Please state how many lines of the data contain "trees". The number by itself is enough.
^^^^^^^^^^^^^^^^
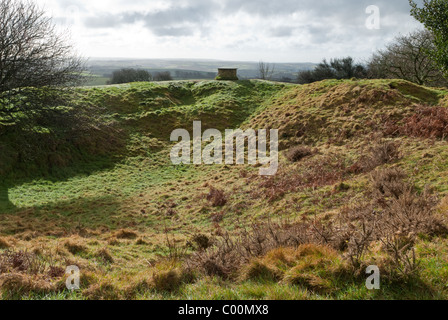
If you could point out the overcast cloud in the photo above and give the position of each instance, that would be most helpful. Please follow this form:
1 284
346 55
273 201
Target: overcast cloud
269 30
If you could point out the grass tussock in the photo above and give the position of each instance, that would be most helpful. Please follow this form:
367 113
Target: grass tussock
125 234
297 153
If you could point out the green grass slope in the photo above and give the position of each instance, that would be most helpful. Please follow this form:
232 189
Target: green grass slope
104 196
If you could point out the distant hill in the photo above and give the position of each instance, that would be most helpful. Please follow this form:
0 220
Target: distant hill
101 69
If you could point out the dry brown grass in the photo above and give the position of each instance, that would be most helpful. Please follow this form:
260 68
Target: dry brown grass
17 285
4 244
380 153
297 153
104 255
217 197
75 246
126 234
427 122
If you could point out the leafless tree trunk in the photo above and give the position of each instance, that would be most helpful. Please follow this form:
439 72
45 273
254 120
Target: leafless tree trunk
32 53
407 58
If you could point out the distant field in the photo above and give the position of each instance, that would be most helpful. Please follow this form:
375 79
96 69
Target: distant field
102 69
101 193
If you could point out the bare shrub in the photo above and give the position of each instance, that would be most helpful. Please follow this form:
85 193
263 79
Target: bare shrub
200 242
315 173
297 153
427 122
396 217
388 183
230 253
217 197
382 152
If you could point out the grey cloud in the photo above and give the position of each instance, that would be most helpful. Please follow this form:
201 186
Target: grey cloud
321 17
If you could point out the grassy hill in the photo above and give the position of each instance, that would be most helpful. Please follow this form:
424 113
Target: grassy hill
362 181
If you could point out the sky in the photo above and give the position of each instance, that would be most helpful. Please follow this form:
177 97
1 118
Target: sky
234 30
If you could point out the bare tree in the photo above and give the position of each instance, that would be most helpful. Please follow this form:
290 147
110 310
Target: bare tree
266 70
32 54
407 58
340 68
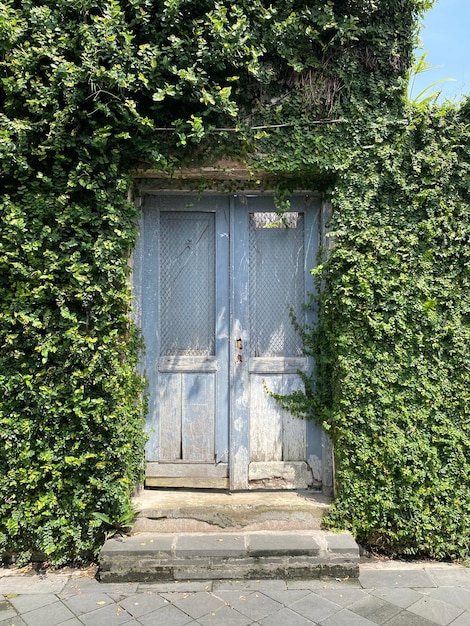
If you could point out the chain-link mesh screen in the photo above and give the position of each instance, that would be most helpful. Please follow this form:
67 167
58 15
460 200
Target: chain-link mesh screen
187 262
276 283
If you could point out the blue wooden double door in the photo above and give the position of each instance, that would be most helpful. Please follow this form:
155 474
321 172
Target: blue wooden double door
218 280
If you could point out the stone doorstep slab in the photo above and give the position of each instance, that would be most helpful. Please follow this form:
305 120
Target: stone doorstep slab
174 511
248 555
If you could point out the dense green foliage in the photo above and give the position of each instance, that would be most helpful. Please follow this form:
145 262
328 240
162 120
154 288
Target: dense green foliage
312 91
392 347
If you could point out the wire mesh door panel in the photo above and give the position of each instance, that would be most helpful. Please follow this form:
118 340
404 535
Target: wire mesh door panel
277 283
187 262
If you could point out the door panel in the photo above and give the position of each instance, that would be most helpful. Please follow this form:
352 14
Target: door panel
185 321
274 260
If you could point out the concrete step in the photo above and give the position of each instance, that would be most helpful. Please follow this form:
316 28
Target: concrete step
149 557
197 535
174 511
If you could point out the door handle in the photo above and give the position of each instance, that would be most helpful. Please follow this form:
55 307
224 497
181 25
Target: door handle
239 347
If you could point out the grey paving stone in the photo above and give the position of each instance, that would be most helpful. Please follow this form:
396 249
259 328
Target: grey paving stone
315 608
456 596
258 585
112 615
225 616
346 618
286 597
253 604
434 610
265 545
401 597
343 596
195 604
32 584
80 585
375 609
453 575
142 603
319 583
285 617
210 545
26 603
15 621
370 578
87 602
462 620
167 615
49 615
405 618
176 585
^^^^^^^^^^^^^^^^
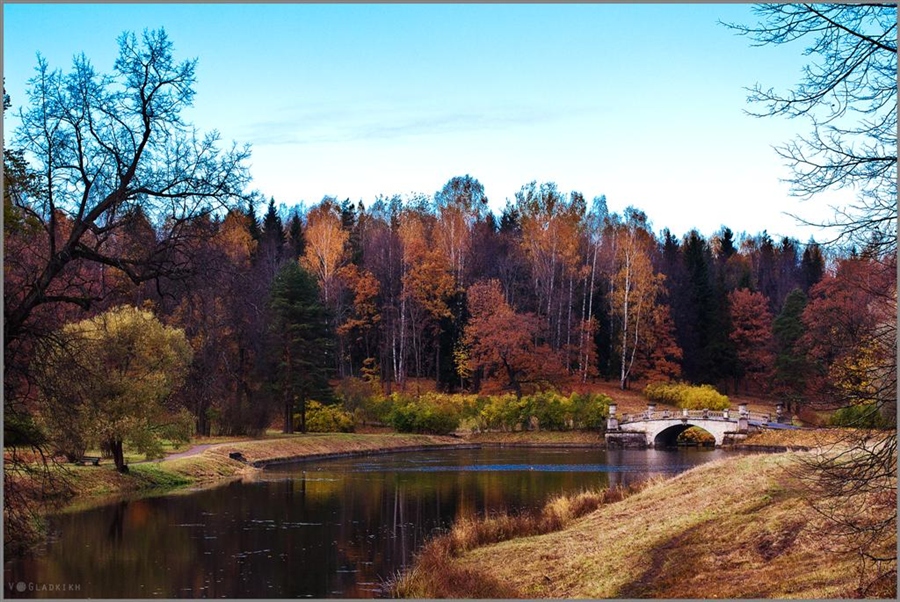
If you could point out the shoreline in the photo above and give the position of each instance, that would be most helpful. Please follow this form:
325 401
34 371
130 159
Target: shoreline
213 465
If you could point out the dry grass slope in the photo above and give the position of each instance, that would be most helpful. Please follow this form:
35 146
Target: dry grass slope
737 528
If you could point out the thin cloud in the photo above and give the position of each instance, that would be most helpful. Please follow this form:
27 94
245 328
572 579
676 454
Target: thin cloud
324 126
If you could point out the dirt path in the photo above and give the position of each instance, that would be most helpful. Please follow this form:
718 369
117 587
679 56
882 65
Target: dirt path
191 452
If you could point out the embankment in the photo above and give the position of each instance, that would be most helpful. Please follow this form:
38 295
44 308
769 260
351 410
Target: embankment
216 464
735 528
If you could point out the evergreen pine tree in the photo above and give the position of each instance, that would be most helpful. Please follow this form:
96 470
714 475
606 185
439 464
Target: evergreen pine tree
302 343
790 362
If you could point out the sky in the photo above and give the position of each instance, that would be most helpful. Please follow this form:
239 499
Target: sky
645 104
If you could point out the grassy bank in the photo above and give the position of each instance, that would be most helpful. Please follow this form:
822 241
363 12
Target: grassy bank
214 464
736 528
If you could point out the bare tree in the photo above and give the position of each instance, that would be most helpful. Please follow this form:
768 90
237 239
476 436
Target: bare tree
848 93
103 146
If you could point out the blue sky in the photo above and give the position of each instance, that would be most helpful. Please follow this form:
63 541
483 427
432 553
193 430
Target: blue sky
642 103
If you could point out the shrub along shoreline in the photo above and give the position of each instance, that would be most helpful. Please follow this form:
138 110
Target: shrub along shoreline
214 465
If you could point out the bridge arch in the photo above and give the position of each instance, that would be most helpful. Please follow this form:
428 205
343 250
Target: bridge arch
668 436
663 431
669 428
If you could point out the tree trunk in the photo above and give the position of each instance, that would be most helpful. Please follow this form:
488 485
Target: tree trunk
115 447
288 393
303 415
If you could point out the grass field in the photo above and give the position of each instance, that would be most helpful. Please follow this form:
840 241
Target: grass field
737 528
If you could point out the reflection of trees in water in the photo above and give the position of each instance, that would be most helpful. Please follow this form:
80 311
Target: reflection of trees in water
^^^^^^^^^^^^^^^^
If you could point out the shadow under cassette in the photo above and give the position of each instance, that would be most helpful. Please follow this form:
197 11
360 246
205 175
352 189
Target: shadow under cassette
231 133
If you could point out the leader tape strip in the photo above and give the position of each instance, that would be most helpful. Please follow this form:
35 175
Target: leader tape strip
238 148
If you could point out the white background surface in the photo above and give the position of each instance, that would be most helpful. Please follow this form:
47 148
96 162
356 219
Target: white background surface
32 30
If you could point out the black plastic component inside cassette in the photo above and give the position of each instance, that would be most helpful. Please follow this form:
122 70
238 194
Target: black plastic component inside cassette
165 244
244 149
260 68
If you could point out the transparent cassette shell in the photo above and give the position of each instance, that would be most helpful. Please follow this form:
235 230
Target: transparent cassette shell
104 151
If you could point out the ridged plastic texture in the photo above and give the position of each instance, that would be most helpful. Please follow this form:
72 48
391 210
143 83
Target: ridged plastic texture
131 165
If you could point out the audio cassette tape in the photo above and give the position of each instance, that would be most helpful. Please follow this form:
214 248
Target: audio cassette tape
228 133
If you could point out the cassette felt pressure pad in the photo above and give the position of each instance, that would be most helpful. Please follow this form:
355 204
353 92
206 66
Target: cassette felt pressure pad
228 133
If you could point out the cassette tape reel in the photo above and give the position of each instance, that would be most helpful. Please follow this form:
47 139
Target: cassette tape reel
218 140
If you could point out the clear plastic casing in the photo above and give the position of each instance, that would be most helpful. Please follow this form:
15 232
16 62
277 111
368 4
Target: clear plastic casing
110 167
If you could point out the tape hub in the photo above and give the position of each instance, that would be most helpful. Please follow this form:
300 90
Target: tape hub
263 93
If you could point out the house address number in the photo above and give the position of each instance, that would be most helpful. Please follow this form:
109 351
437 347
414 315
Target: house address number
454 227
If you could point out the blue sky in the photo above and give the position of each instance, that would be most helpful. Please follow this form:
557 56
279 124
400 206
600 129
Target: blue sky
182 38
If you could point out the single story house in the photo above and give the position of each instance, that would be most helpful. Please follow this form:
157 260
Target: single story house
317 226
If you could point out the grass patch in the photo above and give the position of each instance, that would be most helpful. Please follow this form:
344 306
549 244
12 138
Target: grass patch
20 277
^^^^^^^^^^^^^^^^
# ANSWER TO THE PROBLEM
2